Zu erledigen.
Liste alle Zeilen der Einträge auf, in denen die Zeichenfolge „rear“ vorkommt. Groß- und Kleinschreibung sind zu beachten.

=== Einträge ===

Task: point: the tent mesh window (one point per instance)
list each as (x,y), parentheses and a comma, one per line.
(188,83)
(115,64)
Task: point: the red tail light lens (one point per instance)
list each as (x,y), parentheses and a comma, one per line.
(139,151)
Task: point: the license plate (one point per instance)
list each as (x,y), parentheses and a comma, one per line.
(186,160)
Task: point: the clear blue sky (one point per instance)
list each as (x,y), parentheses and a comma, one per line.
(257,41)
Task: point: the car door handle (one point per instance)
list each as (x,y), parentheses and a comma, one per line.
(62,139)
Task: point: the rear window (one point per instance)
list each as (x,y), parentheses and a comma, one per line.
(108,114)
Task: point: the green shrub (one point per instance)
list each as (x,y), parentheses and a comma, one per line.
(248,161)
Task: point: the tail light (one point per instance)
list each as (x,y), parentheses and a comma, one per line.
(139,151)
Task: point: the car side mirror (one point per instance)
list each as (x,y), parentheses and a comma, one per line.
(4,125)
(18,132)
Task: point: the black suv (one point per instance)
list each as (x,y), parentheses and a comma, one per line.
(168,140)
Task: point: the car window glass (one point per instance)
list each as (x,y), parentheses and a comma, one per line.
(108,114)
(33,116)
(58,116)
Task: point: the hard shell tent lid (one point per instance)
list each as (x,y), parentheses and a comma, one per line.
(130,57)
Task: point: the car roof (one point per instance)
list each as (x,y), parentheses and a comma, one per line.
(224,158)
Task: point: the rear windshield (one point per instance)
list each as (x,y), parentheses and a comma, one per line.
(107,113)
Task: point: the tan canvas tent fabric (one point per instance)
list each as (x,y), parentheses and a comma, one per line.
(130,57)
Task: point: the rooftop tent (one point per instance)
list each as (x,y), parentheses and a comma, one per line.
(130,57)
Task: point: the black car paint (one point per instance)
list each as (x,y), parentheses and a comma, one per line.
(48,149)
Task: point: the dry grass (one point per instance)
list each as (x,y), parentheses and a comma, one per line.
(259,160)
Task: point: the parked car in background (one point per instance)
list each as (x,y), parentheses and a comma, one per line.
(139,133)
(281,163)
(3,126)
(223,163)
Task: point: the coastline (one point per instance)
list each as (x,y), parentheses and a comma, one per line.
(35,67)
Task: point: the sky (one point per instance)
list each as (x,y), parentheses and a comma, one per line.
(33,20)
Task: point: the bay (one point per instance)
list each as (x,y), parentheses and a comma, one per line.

===
=== Einträge ===

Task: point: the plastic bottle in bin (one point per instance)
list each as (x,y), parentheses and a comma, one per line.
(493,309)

===

Antwort.
Task: point: the rear window (one point per instance)
Task: point: the rear windshield (one point per instance)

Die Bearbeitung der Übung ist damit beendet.